■ **THE TASK**
Exact copy, pictures excluded: print the lines from the one with "Phrase: blue sky" through the final line of the records.

■ **SUPPLIED ENTRIES**
-----

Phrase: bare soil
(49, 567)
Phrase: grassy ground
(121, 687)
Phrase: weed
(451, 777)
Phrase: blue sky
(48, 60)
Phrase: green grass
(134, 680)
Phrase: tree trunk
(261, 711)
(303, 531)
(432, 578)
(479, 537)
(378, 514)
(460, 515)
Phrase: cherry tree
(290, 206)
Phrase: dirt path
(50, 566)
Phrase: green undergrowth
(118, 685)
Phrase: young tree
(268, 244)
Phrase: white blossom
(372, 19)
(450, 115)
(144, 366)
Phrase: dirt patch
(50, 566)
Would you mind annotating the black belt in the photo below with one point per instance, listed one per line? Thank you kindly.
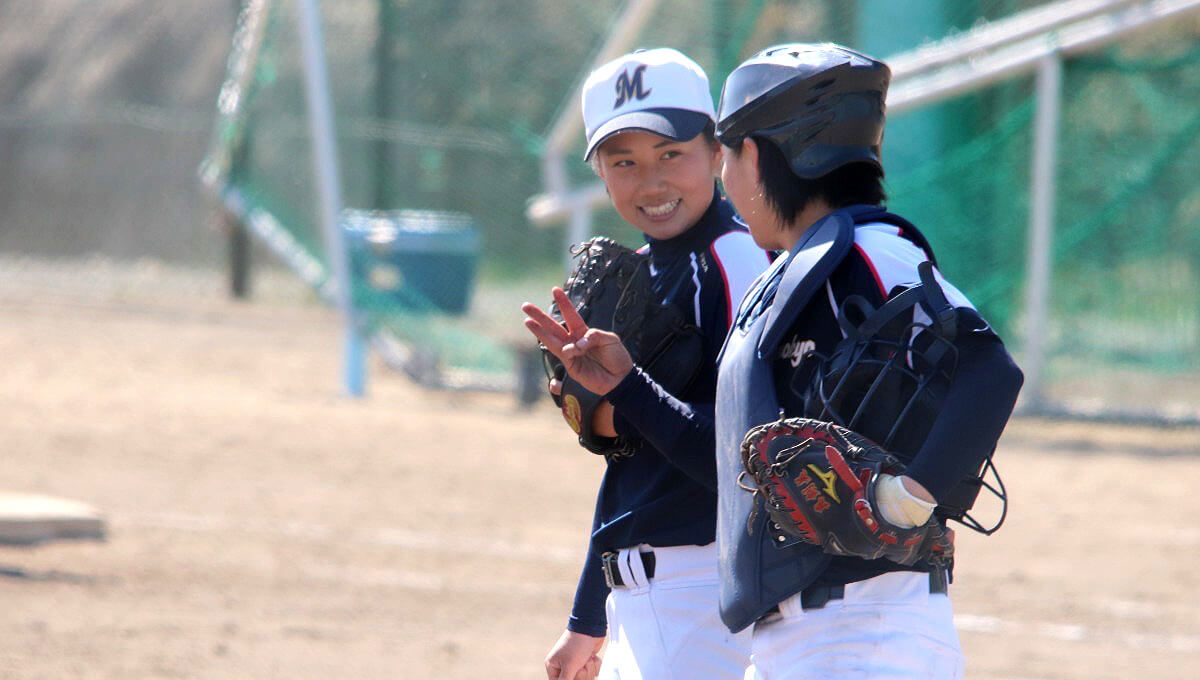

-----

■ **EXERCISE OUTPUT**
Phrase: blue sky
(48, 60)
Phrase: green grass
(134, 680)
Phrase: tree trunk
(261, 711)
(303, 531)
(432, 578)
(479, 537)
(378, 514)
(460, 515)
Phrase: cherry tree
(290, 206)
Phrase: dirt path
(50, 566)
Phrase: green undergrowth
(118, 685)
Phrase: young tree
(268, 244)
Phrase: white blossom
(372, 19)
(450, 115)
(144, 366)
Phrase: dirt patch
(50, 566)
Would you mind annotating the black belt in the photo below with one point per instance, listed one per line? Thank you kindly.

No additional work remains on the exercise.